- Page -

[Start]

- Genre: Sitcom
- Created by: Tim McAuliffe
- Starring: Luke Macfarlane; Leah Renee; Ryan Belleville; Pat Thornton;
- Country of origin: Canada
- Original language: English
- No. of seasons: 1
- No. of episodes: 13

Production
- Executive producers: Tim McAuliffe; Michael Donovan;
- Producers: Steven DeNure; Tracey Jardine; Jim Corston;
- Production locations: Toronto, Ontario
- Cinematography: Ken Krawczyk
- Camera setup: Single
- Running time: 22 minutes
- Production companies: DHX Media Lionsgate Television Bell Media

Original release
- Network: CTV
- Release: June 24 – September 16, 2013

= Satisfaction (Canadian TV series) =

Satisfaction is a Canadian television sitcom, created by Tim McAuliffe, that debuted on CTV on June 24, 2013. Satisfaction was canceled after one season.

[End]

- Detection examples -
[Start]

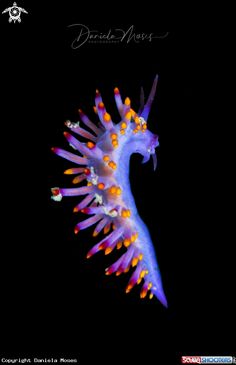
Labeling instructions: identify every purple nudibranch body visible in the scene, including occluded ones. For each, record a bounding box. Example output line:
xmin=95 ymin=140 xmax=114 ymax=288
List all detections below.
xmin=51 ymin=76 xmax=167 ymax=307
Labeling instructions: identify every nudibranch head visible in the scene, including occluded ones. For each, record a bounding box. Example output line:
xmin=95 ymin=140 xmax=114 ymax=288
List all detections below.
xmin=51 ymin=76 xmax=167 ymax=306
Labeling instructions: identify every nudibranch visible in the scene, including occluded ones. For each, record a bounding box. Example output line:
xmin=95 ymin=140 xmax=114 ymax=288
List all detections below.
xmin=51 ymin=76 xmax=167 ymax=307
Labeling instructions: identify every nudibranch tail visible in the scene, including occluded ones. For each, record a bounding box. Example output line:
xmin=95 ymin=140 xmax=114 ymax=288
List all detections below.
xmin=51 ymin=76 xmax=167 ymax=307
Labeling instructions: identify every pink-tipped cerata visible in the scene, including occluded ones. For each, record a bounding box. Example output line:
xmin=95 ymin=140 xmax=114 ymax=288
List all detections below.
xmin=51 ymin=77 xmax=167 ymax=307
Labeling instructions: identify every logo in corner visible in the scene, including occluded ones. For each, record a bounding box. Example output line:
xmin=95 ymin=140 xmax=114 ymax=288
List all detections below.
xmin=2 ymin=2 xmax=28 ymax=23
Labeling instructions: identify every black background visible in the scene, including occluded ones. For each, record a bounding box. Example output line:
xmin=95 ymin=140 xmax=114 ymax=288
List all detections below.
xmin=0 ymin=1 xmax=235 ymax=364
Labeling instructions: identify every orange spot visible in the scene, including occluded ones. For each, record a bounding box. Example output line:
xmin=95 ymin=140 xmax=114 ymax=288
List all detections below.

[End]
[Start]

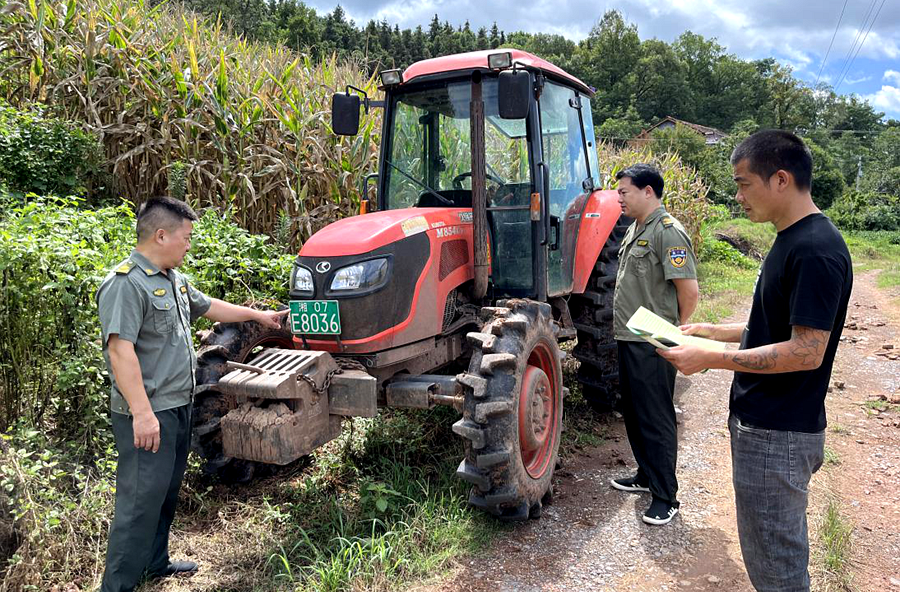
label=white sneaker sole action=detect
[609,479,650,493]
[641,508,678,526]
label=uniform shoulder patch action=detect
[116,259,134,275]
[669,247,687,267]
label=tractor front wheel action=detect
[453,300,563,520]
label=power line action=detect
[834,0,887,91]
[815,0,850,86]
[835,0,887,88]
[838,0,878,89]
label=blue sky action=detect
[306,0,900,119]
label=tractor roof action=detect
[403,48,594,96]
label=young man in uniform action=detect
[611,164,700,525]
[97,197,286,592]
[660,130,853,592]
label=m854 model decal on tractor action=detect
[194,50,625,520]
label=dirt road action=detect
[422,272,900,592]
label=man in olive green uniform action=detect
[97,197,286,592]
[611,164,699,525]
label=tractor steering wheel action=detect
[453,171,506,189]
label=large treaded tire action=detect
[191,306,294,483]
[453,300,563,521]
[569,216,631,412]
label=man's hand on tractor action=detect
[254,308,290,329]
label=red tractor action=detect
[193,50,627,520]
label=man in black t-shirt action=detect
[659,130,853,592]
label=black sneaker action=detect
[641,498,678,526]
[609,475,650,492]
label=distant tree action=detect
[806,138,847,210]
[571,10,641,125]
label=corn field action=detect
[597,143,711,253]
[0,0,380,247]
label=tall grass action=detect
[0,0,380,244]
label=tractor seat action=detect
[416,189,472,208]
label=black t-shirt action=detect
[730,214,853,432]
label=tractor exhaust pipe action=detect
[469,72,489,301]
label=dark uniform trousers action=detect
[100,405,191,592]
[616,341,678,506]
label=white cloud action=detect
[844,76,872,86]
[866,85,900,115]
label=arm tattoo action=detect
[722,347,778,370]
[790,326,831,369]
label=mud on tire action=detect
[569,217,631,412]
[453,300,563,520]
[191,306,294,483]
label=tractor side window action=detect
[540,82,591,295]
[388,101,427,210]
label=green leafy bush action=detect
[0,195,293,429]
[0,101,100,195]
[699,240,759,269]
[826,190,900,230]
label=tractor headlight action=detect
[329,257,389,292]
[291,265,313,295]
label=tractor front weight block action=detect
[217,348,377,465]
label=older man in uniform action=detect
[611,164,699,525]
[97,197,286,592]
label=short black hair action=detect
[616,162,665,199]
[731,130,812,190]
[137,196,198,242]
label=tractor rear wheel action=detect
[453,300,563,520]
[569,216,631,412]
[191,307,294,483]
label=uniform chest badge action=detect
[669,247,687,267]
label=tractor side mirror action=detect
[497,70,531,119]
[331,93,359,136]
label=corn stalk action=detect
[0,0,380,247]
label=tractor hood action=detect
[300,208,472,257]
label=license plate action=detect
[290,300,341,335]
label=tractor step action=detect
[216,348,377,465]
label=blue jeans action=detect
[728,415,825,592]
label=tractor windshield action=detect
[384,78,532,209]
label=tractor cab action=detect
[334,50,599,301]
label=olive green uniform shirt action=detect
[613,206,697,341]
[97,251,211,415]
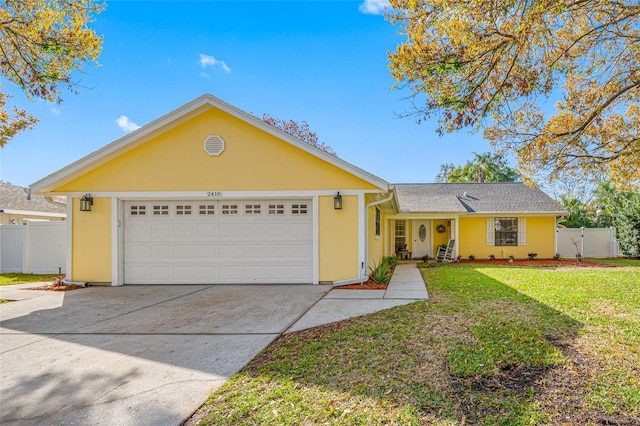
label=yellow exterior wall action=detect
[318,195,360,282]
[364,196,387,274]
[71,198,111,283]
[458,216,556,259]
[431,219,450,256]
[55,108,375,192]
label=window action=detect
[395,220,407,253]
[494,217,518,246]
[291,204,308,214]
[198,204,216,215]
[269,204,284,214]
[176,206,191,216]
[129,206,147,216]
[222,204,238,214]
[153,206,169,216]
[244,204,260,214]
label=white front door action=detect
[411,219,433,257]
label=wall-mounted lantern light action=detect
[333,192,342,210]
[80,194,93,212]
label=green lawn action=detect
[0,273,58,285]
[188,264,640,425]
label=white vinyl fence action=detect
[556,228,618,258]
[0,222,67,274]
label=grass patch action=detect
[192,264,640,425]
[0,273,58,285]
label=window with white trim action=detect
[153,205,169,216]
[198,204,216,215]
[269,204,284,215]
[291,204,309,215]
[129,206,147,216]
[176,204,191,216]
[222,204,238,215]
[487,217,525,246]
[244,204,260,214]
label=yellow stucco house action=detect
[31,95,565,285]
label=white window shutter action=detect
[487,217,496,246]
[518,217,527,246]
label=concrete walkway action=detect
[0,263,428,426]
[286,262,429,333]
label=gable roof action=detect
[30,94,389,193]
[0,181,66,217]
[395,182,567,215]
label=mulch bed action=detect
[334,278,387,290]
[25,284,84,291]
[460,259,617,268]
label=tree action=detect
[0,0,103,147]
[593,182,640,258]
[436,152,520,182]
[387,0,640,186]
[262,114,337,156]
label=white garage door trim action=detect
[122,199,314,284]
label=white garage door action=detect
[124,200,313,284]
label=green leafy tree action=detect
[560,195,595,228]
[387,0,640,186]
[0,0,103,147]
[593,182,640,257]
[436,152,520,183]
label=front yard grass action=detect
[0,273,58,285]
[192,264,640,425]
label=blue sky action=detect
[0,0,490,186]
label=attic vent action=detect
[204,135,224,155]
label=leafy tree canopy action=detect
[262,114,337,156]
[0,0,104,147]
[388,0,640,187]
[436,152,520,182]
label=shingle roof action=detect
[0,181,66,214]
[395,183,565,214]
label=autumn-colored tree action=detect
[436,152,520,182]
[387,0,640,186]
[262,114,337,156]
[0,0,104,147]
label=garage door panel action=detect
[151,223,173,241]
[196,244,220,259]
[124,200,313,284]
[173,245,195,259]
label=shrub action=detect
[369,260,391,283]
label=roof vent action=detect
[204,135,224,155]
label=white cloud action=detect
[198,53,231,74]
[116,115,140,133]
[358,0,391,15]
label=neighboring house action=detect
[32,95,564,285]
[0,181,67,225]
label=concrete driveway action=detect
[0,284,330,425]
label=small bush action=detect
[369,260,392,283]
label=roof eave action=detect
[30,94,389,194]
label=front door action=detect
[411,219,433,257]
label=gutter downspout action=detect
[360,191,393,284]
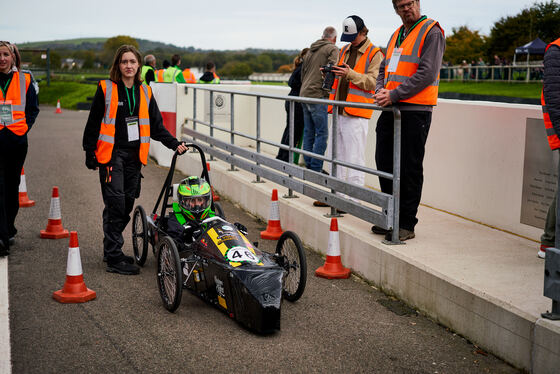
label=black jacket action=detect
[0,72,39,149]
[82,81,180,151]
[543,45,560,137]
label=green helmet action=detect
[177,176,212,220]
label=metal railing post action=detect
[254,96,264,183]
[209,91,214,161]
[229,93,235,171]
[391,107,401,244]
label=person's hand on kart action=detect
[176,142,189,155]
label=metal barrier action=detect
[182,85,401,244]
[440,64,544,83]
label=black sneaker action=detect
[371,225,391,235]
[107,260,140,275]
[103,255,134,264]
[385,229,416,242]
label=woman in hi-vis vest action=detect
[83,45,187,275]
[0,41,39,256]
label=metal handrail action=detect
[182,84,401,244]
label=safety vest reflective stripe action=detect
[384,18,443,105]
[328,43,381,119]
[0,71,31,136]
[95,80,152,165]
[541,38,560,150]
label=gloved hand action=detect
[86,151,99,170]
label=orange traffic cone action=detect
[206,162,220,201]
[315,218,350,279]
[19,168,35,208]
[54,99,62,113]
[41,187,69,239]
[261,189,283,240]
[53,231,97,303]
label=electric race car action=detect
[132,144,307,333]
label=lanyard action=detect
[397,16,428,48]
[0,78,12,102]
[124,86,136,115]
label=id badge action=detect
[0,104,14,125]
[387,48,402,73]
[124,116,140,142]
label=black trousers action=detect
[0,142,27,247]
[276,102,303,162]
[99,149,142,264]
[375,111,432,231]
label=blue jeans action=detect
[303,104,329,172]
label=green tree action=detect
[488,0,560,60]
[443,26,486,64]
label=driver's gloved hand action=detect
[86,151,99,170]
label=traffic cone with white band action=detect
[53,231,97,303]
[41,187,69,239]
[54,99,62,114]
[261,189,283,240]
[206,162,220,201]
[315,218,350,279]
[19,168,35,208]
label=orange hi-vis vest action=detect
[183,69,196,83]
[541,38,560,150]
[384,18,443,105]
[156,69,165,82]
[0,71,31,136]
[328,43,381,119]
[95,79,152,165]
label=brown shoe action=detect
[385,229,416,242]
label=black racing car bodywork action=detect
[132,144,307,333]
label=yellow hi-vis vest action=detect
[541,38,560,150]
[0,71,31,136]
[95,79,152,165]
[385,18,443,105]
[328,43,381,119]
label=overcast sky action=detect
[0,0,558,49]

[End]
[Start]

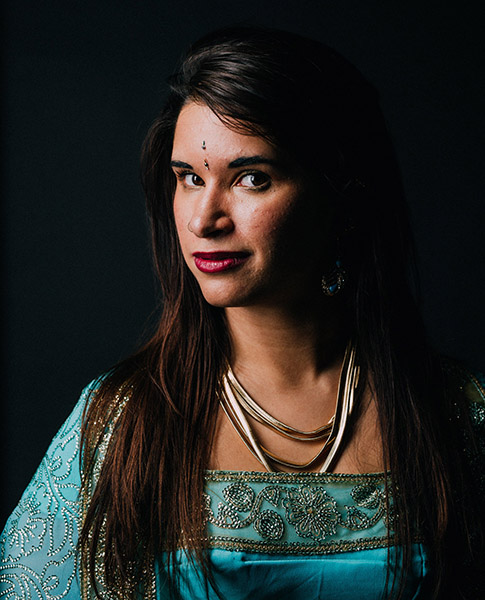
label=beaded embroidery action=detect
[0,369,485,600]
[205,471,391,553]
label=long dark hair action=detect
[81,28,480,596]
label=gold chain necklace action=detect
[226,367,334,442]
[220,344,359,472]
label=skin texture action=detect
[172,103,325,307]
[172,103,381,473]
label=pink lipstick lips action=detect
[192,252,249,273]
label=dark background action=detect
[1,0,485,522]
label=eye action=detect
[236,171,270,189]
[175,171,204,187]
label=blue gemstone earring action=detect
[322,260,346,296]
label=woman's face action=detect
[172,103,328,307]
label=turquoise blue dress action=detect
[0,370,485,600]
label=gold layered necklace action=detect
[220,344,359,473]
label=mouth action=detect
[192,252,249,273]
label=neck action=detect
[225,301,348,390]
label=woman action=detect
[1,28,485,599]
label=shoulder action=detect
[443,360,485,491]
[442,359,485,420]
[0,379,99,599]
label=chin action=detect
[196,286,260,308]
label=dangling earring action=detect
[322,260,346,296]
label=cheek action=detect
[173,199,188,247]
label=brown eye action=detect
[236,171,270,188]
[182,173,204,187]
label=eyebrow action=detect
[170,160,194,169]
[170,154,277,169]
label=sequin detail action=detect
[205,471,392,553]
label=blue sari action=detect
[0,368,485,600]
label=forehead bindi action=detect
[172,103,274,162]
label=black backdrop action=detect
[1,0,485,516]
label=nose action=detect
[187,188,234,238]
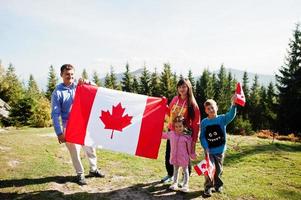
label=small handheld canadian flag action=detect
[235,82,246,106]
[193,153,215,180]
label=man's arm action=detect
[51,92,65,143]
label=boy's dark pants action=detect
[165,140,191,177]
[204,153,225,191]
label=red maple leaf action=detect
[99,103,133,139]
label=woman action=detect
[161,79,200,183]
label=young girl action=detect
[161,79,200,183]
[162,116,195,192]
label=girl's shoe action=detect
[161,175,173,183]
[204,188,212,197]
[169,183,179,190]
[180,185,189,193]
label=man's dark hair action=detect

[End]

- Given instruction 1 -
Reproduce the Satisfaction page word for word, starting at the words that contain "Original release" and stopping after "after one season.".
- Given instruction 2 -
Gather every line of the records that contains the string "uniform".
The Satisfaction page and the records are unrelated to each other.

- Correct output 1 -
Original release
- Network: CTV
- Release: June 24 – September 16, 2013

= Satisfaction (Canadian TV series) =

Satisfaction is a Canadian television sitcom, created by Tim McAuliffe, that debuted on CTV on June 24, 2013. Satisfaction was canceled after one season.

- Correct output 2 -
label=uniform shoulder patch action=detect
label=young man in uniform action=detect
label=man in olive green uniform action=detect
label=dark uniform trousers action=detect
label=older man in uniform action=detect
label=uniform chest badge action=detect
label=olive green uniform shirt action=detect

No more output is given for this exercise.